How to use mVMC?

Prerequisite

mVMC requires the following packages:

• C compiler (intel, Fujitsu, GNU, etc. )
• MPI library
• Option: ScaLAPACK library (intel MKL, Fujitsu, ATLAS, etc.)

Note

Settings of intel compiler

When you use the intel compiler, you can use easily scripts attached to the compiler. In the case of the bash in 64 bit OS, write the following in your ~/.bashrc:

$ source /opt/intel/bin/compilervars.sh intel64

or

$ source /opt/intel/bin/iccvars.sh intel64
$ source /opt/intel/mkl/bin/mklvars.sh

Please read manuals of your compiler/library for more information.

Installation

You can download mVMC in the following place. https://github.com/issp-center-dev/mVMC/releases

You can obtain the mVMC directory by typing

$ tar xzvf mVMC-xxx.tar.gz

There are two kind of procedures to install mVMC.

Using mVMCconfig.sh

Please run mVMCconfig.sh script in the mVMC directory as follow (for ISSP system-B “sekirei”):

$ bash mVMCconfig.sh sekirei

Then environmental configuration file make.sys is generated in src/ directory. The command-line argument of mVMCconfig.sh is as follows:

• sekirei : ISSP system-B “sekirei”
• kei : K computer and ISSP system-C “maki”
• intel-openmpi : Intel compiler + OpenMPI
• intel-mpich : Intel compiler + MPICH2
• intel-intelmpi : Intel compiler + IntelMPI
• gcc-openmpi : GCC + OpenMPI
• gcc-mpich-mkl : GCC + MPICH + MKL

make.sys is as follows (for ISSP-system-B “sekirei”):

CC = mpicc
F90 = mpif90
CFLAGS = -O3 -no-prec-div -xHost -qopenmp -Wno-unknown-pragmas
FFLAGS = -O3 -implicitnone -xHost
LIBS = -L $(MKLROOT)/lib/intel64 -lmkl_scalapack_lp64 -lmkl_intel_lp64 \
        -lmkl_intel_thread -lmkl_core -lmkl_blacs_sgimpt_lp64 -lpthread -lm
SFMTFLAGS = -no-ansi-alias -DHAVE_SSE2

We explain macros of this file as:

• CC : C compiler (mpicc, mpifccpx)
• F90 : fortran compiler (ifort, frtpx)
• Libs : Linker option
• CFLAGS : C compile option
• FFLAGS : fortran compile option

Then you are ready to compile mVMC. Please type

$ make mvmc

and obtain vmc.out and vmcdry.out in src/ directory; you should add this directory to the $PATH.

Saved records:
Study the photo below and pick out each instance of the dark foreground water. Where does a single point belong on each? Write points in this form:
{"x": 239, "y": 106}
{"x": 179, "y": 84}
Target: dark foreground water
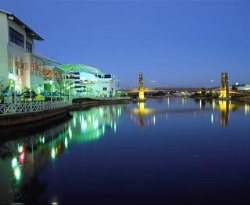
{"x": 168, "y": 151}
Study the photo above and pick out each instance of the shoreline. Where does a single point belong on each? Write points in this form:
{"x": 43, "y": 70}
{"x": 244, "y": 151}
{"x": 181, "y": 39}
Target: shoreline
{"x": 49, "y": 116}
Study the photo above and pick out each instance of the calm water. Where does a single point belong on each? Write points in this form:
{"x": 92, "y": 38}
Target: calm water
{"x": 168, "y": 150}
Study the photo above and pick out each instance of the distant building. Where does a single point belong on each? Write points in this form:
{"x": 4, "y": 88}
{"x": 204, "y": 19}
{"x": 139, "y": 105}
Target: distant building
{"x": 241, "y": 87}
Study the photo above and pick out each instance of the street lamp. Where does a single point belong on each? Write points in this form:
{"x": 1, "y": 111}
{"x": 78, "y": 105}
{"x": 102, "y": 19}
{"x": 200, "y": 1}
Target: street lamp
{"x": 51, "y": 83}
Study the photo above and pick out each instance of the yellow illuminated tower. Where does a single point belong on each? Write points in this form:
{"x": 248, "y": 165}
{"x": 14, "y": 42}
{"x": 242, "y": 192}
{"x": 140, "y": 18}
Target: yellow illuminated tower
{"x": 224, "y": 93}
{"x": 141, "y": 96}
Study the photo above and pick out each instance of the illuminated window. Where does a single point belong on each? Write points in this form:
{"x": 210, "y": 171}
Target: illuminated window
{"x": 16, "y": 37}
{"x": 17, "y": 64}
{"x": 11, "y": 63}
{"x": 28, "y": 47}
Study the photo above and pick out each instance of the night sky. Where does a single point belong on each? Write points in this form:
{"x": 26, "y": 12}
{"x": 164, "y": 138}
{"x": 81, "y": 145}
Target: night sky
{"x": 172, "y": 42}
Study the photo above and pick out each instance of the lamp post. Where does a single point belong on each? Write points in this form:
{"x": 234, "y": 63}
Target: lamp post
{"x": 51, "y": 83}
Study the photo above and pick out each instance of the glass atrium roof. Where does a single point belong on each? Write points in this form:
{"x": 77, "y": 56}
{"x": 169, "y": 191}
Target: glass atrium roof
{"x": 80, "y": 68}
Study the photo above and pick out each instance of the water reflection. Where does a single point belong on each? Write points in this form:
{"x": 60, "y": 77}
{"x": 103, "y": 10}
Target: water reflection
{"x": 143, "y": 114}
{"x": 92, "y": 124}
{"x": 22, "y": 159}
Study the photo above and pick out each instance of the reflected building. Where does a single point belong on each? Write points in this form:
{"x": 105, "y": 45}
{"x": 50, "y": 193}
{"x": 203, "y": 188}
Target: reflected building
{"x": 22, "y": 159}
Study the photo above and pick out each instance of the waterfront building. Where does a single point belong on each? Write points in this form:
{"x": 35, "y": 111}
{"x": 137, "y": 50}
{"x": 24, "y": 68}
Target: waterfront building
{"x": 22, "y": 69}
{"x": 87, "y": 81}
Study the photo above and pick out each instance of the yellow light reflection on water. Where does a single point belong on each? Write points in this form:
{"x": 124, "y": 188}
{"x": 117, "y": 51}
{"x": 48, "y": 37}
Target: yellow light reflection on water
{"x": 17, "y": 173}
{"x": 53, "y": 153}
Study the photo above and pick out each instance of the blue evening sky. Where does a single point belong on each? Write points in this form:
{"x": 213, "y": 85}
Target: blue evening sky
{"x": 172, "y": 42}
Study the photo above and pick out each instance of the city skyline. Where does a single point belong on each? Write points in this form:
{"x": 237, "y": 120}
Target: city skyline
{"x": 173, "y": 43}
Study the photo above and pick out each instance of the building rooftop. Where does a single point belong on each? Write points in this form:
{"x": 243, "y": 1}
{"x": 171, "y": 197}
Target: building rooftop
{"x": 28, "y": 30}
{"x": 80, "y": 68}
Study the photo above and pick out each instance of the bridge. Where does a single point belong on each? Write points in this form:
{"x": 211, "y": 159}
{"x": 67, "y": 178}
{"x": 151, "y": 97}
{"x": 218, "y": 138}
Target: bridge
{"x": 223, "y": 91}
{"x": 169, "y": 89}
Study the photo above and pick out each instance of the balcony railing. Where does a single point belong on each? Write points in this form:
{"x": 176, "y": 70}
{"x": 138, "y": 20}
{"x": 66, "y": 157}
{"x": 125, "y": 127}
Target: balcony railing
{"x": 19, "y": 107}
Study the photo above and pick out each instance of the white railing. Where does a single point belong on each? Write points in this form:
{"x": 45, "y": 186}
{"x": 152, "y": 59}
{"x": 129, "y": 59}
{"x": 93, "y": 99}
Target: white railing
{"x": 12, "y": 108}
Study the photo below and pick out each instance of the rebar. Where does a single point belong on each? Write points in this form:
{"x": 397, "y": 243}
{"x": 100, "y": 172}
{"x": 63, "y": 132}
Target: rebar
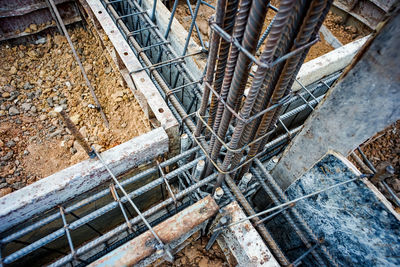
{"x": 89, "y": 85}
{"x": 256, "y": 17}
{"x": 286, "y": 214}
{"x": 299, "y": 219}
{"x": 245, "y": 112}
{"x": 261, "y": 228}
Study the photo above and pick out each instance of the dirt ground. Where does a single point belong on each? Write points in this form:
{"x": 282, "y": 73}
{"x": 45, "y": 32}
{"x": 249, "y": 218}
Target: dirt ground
{"x": 34, "y": 78}
{"x": 345, "y": 34}
{"x": 384, "y": 149}
{"x": 195, "y": 254}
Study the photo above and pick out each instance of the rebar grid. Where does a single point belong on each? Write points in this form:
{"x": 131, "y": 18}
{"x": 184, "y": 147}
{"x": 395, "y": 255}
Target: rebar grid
{"x": 175, "y": 82}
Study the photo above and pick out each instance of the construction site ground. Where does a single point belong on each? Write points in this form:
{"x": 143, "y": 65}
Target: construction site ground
{"x": 34, "y": 78}
{"x": 345, "y": 34}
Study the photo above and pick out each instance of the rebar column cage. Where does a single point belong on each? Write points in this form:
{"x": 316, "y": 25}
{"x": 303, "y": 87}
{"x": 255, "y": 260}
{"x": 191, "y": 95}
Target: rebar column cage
{"x": 43, "y": 235}
{"x": 59, "y": 233}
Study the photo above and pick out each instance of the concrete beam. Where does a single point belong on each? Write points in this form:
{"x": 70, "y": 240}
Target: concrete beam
{"x": 243, "y": 241}
{"x": 364, "y": 101}
{"x": 140, "y": 83}
{"x": 329, "y": 63}
{"x": 79, "y": 178}
{"x": 143, "y": 246}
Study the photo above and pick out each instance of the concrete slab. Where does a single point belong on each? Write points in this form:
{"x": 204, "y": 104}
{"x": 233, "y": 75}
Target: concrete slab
{"x": 79, "y": 178}
{"x": 244, "y": 242}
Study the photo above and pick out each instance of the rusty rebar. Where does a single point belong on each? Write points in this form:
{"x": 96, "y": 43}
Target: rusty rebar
{"x": 89, "y": 85}
{"x": 211, "y": 60}
{"x": 75, "y": 132}
{"x": 281, "y": 88}
{"x": 235, "y": 88}
{"x": 229, "y": 23}
{"x": 266, "y": 56}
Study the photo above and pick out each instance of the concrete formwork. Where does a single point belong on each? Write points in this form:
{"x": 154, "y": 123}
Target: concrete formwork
{"x": 364, "y": 101}
{"x": 79, "y": 178}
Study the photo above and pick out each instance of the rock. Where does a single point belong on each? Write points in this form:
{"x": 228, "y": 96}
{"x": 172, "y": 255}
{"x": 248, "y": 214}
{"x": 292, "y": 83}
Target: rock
{"x": 107, "y": 70}
{"x": 117, "y": 95}
{"x": 5, "y": 191}
{"x": 33, "y": 27}
{"x": 58, "y": 132}
{"x": 73, "y": 150}
{"x": 31, "y": 180}
{"x": 75, "y": 118}
{"x": 351, "y": 29}
{"x": 26, "y": 106}
{"x": 18, "y": 185}
{"x": 10, "y": 144}
{"x": 97, "y": 147}
{"x": 5, "y": 95}
{"x": 7, "y": 156}
{"x": 13, "y": 111}
{"x": 28, "y": 86}
{"x": 43, "y": 117}
{"x": 53, "y": 114}
{"x": 13, "y": 70}
{"x": 41, "y": 41}
{"x": 88, "y": 68}
{"x": 50, "y": 101}
{"x": 83, "y": 131}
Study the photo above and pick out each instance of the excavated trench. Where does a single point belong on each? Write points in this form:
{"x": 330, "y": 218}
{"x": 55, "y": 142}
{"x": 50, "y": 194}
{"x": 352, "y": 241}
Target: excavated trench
{"x": 37, "y": 77}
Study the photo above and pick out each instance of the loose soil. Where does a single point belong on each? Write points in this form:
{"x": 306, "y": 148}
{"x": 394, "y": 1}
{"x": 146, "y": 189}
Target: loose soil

PROBLEMS AND TASKS:
1. In the mVMC installation guide, rewrite the paragraph beginning "When you use the intel compiler" as one shorter sentence that keeps its main facts.
2. Extract the passage of the mVMC installation guide that starts at the words "Settings of intel" and stops after the words "for more information.", copying it verbatim.
3. Extend the mVMC installation guide, picking up right after its last sentence.

REPLIES:
1. With bash on a 64-bit OS, Intel compiler users can rely on the compiler's bundled scripts by adding the following lines to ~/.bashrc.

2.
Settings of intel compiler

When you use the intel compiler, you can use easily scripts attached to the compiler. In the case of the bash in 64 bit OS, write the following in your ~/.bashrc:

$ source /opt/intel/bin/compilervars.sh intel64

or

$ source /opt/intel/bin/iccvars.sh intel64
$ source /opt/intel/mkl/bin/mklvars.sh

Please read manuals of your compiler/library for more information.

3.
You can make a PATH to mVMC as follows: $ export PATH=${PATH}:mVMC_top_directory/src/ If you keep this PATH, you should write above in ~/.bashrc (for bash as a login shell)

Using cmake

We can compile mVMC as

cd $HOME/build/mvmc
cmake -DCONFIG=gcc $PathTomvmc
make

Here, we set a path to mVMC as $PathTomvmc and to a build directory as `` $HOME/build/mvmc``. After compilation, src directory is constructed below a $HOME/build/mvmc directory and we obtain an executable vmc.out in src/ directory.

In the above example, we compile mVMC by using a gcc compiler. We can select a compiler by using the following options:

• sekirei : ISSP system-B “sekirei”
• fujitsu : Fujitsu compiler
• intel : Intel compiler + Linux PC
• gcc : GCC compiler + Linux PC.

An example of compiling mVMC by using the Intel compiler is shown as follows:

mkdir ./build
cd ./build
cmake -DCONFIG=intel ../
make

After compilation, src/ directory is created below the build/ directory and an execute vmc.out in the src/ directory. We can select ScaLAPACK instead of LAPACK for vmc calculation by adding the following as the cmake option

-DUSE_SCALAPACK=ON -DSCALAPACK_LIBRARIES="xxx".

Here, xxx is the libraries to use ScaLAPACK. Please note that we must delete the build/ directory and repeat the above operations when we change the compiler.

Note

Before using cmake for sekirei, you must type

$ source /home/issp/materiapps/tool/env.sh

When we type the following in sekirei,

$ cmake -DCONFIG=sekirei ../ -DUSE_SCALAPACK=ON ,

-DSCALAPACK_LIBRARIES is automatically set as

-DSCALAPACK_LIBRARIES="\${MKLROOT}/lib/intel64 -lmkl_scalapack_lp64
-lmkl_intel_lp64 -lmkl_intel_thread -lmkl_core
-lmkl_blacs_sgimpt_lp64".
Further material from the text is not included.